---------- Extrait à lire
Dès 1985, Laclau et Mouffe ont théorisé qu'une condition véritablement démocratique ne pourrait être atteinte que si le lien entre le paradigme évolutionniste et la théorisation démocratique était rompu. Selon Laclau et Mouffe (1985), ce n'est que par cette rupture radicale que toute idéologie totalisante, qui transforme un état de fait conjoncturel en une nécessité historique, peut être déconstruite. Cette rupture permettrait de voir que toute conjoncture historique donnée n'est pas l'ordre naturel des choses, mais plutôt l'expression de certaines configurations de pouvoir ; elle permettrait aussi d'imaginer d'autres façons d'organiser le social, qui pourraient mettre en évidence des tournants historiques inattendus. Pour ouvrir l'imagination à de nouvelles possibilités démocratiques, nous devons "retirer la catégorie de "nécessité" de l'horizon du social", affirment Laclau et Mouffe (1985, p. 13), car ni le chemin fixe du développement linéaire ni l'application de "lois inexorables" pour la transformation sociale ne sont compatibles avec une imagination démocratique ouverte. La logique de la nécessité opère à travers des significations et des limites fixes qui restreignent le travail du symbolique ; elle crée des "contextes totalisants qui fixent a priori la signification de chaque événement" (Laclau &Mouffe, 1985, p. 34).
Pour éviter la totalisation, il faut donc éviter de penser en termes de stades "normaux" de développement historique et de modèles "normaux" de changement historique.
Selon Laclau et Mouffe, les méthodes autoritaires de gouvernement sont intrinsèquement liées à l'imagination évolutionniste qui présente la conjoncture historique comme une nécessité historique inévitable. Les tendances autoritaires antidémocratiques inhérentes aux entreprises historiques "progressistes" proviennent de "l'apriorisme essentialiste, la conviction que le social est suturé en un point, à partir duquel il est possible de fixer le sens de tout événement indépendamment de toute pratique articulatoire" (Laclau& Mouffe, 1985, p. 176).
--------------------
Consignes de l'exercice:
a – Rendez en anglais cette phrase de l'extrait à lire : « Pour éviter la totalisation, il faut donc éviter de penser en termes de stades "normaux" de développement historique et de modèles "normaux" de changement historique. »
b – D'après l'extrait à lire, à quoi les méthodes autoritaires de gouvernement sont-elles intrinsèquement liées selon Laclau et Mouffe ?
---------- Matériel fourni
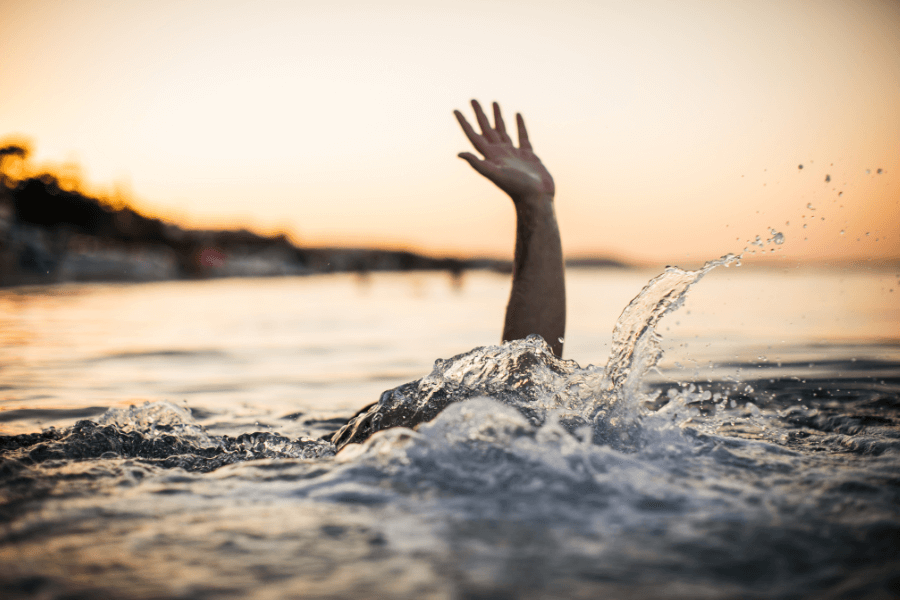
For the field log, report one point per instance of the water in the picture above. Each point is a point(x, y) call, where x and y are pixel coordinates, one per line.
--------------------
Réponses à l'exercice:
a – To avoid totalization, one must therefore avoid thinking in terms of "normal" stages of historical development and "normal" models of historical change.

b – À l'imagination évolutionniste qui présente la conjoncture historique comme une nécessité historique inévitable.